Short task
Reproduce each of the records below word for word, without changing anything.
>> BEGIN Data excerpts
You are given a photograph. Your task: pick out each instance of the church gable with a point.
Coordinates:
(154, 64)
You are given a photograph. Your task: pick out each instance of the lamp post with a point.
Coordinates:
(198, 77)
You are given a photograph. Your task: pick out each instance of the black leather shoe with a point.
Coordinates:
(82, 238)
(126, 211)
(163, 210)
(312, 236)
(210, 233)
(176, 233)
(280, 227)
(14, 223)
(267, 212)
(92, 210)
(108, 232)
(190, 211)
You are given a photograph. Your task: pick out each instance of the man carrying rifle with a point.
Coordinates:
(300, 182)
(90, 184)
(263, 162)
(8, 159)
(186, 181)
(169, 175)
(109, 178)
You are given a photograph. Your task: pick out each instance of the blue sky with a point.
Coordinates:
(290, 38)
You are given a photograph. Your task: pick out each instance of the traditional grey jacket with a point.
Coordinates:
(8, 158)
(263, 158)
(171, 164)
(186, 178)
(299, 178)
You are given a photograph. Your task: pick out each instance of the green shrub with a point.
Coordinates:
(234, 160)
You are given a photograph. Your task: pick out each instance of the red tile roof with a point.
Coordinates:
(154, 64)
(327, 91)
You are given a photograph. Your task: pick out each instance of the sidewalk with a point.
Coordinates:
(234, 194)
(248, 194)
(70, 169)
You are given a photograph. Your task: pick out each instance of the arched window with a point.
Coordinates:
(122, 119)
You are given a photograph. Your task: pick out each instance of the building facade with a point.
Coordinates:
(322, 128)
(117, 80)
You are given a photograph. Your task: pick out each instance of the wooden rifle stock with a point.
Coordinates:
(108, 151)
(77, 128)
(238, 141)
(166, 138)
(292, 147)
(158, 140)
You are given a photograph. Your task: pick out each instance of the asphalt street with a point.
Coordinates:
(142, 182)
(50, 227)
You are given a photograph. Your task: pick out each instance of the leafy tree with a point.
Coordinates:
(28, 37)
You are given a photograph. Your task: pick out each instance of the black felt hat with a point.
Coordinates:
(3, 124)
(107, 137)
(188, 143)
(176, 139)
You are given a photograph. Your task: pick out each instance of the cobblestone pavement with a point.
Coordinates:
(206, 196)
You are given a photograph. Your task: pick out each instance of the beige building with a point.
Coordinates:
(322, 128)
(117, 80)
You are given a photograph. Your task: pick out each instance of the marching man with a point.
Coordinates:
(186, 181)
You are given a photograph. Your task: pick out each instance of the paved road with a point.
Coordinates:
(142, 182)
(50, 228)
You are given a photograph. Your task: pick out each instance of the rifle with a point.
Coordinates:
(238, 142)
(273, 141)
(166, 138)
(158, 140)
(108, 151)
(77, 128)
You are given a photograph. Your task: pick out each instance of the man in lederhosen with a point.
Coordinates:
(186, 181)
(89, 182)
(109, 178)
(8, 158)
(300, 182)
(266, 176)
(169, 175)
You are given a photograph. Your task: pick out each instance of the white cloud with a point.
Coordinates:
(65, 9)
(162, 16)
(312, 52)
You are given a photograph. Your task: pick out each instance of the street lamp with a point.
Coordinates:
>> END Data excerpts
Solution to the exercise
You are given a photograph. Your task: pick out each instance of the church gable with a point.
Coordinates:
(154, 64)
You are given a photograph. Your task: pick out each instance of the lamp post with a point.
Coordinates:
(198, 77)
You are given a photograph. Your task: pick out each instance of the black leather shoe with a point.
Coordinates:
(82, 238)
(126, 211)
(163, 210)
(312, 236)
(210, 233)
(176, 233)
(280, 227)
(14, 223)
(267, 212)
(92, 210)
(108, 232)
(190, 211)
You are given a photograph. Your task: pick out each instance of the man carrying rifle with a point.
Coordinates:
(300, 182)
(90, 184)
(263, 162)
(8, 159)
(186, 181)
(169, 175)
(109, 178)
You are given a photograph. Your task: pick out each instance of the blue sky with a point.
Coordinates:
(290, 38)
You are given a photograph. Your task: pick out each instance of the traditional grey jacket with a point.
Coordinates:
(8, 158)
(263, 158)
(171, 164)
(186, 178)
(299, 178)
You are given a photograph. Your task: pick out each instance of the green shrub with a point.
Coordinates:
(234, 160)
You are given a photograph. Your task: pick out each instance of the red tile roof with a point.
Coordinates:
(154, 64)
(327, 91)
You are given a photograph. Your task: pick out each instance of the sidewalk with a point.
Coordinates:
(234, 194)
(248, 194)
(70, 169)
You are given a photograph. Your task: pick out each instance of the arched window with a point.
Coordinates:
(122, 119)
You are given a photograph. Your task: pick out each instance of the building facade with a point.
Coordinates:
(322, 128)
(117, 80)
You are given a photograph. Your task: pick out each instance of the wooden rifle stock with a point.
Coordinates:
(108, 151)
(77, 128)
(238, 141)
(166, 138)
(292, 147)
(158, 140)
You are given a photograph. Your task: pick out each instance of the asphalt street with a point.
Coordinates:
(142, 182)
(50, 227)
You are given a photograph. Your task: pick out each instance of the leafy tree with a point.
Coordinates:
(28, 37)
You are given a photograph. Your task: pick out each instance of the black felt hat with a point.
Coordinates:
(3, 124)
(107, 137)
(188, 143)
(176, 139)
You are given a photograph. Your task: pick out each instance of the cobblestone pavement with a point.
Coordinates:
(206, 196)
You are given a photograph. Your task: pick out each instance of the beige building with a point.
Coordinates:
(322, 128)
(117, 80)
You are given a photograph. Your task: pick out each instance of the marching man with a point.
Coordinates:
(186, 181)
You are given a photograph. Your task: pick out each instance of the paved road with a point.
Coordinates:
(142, 182)
(50, 228)
You are given a photograph. Your task: pick out each instance of the rifle with a point.
Coordinates:
(238, 142)
(273, 141)
(166, 138)
(158, 140)
(108, 151)
(77, 128)
You are given a photograph. Your task: pick out each instance of the man in lederhosen with a point.
Coordinates:
(186, 181)
(89, 182)
(109, 178)
(8, 158)
(300, 182)
(266, 176)
(169, 175)
You are given a photograph. Your task: pick out each instance of the white cloud with a point.
Coordinates:
(65, 9)
(162, 16)
(312, 52)
You are given a photograph. Your task: pick out each instance of the street lamp with a point.
Coordinates:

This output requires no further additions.